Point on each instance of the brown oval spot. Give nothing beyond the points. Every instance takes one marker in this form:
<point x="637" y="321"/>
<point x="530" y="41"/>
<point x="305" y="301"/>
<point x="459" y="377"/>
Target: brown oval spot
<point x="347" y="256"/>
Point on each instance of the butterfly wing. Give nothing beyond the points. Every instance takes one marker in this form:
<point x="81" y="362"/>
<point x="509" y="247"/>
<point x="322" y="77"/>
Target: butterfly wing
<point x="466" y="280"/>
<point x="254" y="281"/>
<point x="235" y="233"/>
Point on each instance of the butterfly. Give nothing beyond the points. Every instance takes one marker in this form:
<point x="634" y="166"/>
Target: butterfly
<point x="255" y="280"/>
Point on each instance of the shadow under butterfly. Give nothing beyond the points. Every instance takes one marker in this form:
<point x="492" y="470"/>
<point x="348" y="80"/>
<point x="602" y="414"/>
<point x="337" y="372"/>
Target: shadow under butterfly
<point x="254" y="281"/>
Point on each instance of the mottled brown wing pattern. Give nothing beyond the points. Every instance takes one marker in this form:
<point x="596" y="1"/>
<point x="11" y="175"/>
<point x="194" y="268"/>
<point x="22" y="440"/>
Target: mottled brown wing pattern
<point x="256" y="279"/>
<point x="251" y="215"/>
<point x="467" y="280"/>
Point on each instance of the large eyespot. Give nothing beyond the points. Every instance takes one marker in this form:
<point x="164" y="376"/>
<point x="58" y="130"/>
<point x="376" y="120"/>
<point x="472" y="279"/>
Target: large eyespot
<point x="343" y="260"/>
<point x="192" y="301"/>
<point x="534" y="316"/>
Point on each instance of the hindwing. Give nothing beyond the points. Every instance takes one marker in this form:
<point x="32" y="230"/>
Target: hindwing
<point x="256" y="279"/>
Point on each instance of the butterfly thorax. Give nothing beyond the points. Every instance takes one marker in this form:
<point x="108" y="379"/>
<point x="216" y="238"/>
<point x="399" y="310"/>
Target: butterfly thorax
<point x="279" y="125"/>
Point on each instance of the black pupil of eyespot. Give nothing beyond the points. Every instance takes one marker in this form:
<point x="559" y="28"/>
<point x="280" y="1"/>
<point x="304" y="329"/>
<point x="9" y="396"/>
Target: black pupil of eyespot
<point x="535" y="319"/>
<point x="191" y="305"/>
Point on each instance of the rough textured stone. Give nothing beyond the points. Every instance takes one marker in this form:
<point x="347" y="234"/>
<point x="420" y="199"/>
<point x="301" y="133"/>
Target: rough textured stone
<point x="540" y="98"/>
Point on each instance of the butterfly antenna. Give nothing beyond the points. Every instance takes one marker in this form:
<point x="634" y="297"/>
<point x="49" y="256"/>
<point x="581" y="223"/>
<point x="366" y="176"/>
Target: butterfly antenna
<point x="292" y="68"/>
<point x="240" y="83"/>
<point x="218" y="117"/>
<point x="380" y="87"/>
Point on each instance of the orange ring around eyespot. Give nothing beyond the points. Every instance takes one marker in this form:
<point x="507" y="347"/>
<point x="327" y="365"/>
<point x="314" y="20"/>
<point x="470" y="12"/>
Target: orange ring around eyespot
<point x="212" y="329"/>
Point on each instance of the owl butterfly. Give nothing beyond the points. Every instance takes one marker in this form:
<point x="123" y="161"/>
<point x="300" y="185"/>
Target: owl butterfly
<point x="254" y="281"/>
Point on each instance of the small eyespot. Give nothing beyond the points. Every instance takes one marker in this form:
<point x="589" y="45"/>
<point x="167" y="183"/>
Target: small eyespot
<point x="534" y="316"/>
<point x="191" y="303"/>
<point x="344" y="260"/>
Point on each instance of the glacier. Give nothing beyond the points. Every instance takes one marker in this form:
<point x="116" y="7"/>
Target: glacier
========================
» **What you need to do**
If a line appears above, it belongs in your answer, printed exactly.

» **Response area**
Point on each instance of the brown oval spot. Give nothing beyond the points. Every instance takes one marker in this form:
<point x="637" y="321"/>
<point x="530" y="41"/>
<point x="305" y="301"/>
<point x="459" y="377"/>
Target: brown oval spot
<point x="347" y="256"/>
Point on each instance of the butterfly wing. Give nothing beyond the points. Every instance takes one marker in this form:
<point x="81" y="362"/>
<point x="509" y="247"/>
<point x="322" y="77"/>
Target: butterfly wing
<point x="466" y="280"/>
<point x="254" y="281"/>
<point x="235" y="233"/>
Point on each instance of the butterfly. Give nothing beyond the points. Every instance takes one marker in this form:
<point x="634" y="166"/>
Target: butterfly
<point x="255" y="280"/>
Point on each instance of the shadow under butterfly. Give nothing beyond the points. Every instance takes one marker in this form:
<point x="492" y="470"/>
<point x="348" y="80"/>
<point x="602" y="414"/>
<point x="337" y="372"/>
Target: shadow under butterfly
<point x="254" y="281"/>
Point on each instance of the mottled brown wing pattern. Give nothing beyond the points. Every instance takes one marker in this form:
<point x="596" y="1"/>
<point x="11" y="175"/>
<point x="194" y="268"/>
<point x="22" y="440"/>
Target: mottled brown wing pattern
<point x="256" y="279"/>
<point x="251" y="215"/>
<point x="467" y="280"/>
Point on each instance of the large eyespot. Give nothing beyond the points. Every instance takes one marker in this form:
<point x="164" y="376"/>
<point x="58" y="130"/>
<point x="376" y="120"/>
<point x="472" y="279"/>
Target: large eyespot
<point x="343" y="260"/>
<point x="192" y="301"/>
<point x="534" y="316"/>
Point on each instance of the hindwing. Give nothing beyond the points. Every instance takes one marker in this form:
<point x="32" y="230"/>
Target: hindwing
<point x="256" y="279"/>
Point on each instance of the butterfly thorax. Give nothing beyond the points. Every instance takes one marker in this form:
<point x="108" y="379"/>
<point x="216" y="238"/>
<point x="399" y="310"/>
Target: butterfly thorax
<point x="279" y="125"/>
Point on each instance of the black pupil of eyespot. Give nothing beyond the points. Every instance takes one marker in this form:
<point x="559" y="28"/>
<point x="280" y="1"/>
<point x="304" y="329"/>
<point x="9" y="396"/>
Target: black pupil of eyespot
<point x="535" y="319"/>
<point x="191" y="305"/>
Point on each instance of the rough textured stone. Give nothing beyond the points. Every instance takes one marker in this form:
<point x="347" y="234"/>
<point x="420" y="199"/>
<point x="301" y="133"/>
Target: rough textured stone
<point x="540" y="98"/>
Point on each instance of the butterfly antenna. Give nothing beyond the points. Every instance takes one marker in this form:
<point x="634" y="297"/>
<point x="49" y="256"/>
<point x="581" y="223"/>
<point x="366" y="176"/>
Target: butterfly antenna
<point x="292" y="68"/>
<point x="240" y="83"/>
<point x="218" y="117"/>
<point x="380" y="87"/>
Point on each instance of the orange ring around eyespot. Give nothing beyond the points. Every instance takes one marker in this form:
<point x="507" y="347"/>
<point x="327" y="365"/>
<point x="314" y="20"/>
<point x="470" y="12"/>
Target: orange ring around eyespot
<point x="212" y="329"/>
Point on each instance of the owl butterfly. Give nothing beyond the points. Every instance takes one marker in this form:
<point x="123" y="161"/>
<point x="300" y="185"/>
Target: owl butterfly
<point x="254" y="281"/>
Point on each instance of the small eyespot. Give nothing beyond the points. Every instance takes one marker in this form:
<point x="589" y="45"/>
<point x="167" y="183"/>
Target: small eyespot
<point x="534" y="316"/>
<point x="191" y="303"/>
<point x="344" y="260"/>
Point on each instance of the glacier. Give nothing beyond the points. Every instance takes one marker in this form:
<point x="116" y="7"/>
Target: glacier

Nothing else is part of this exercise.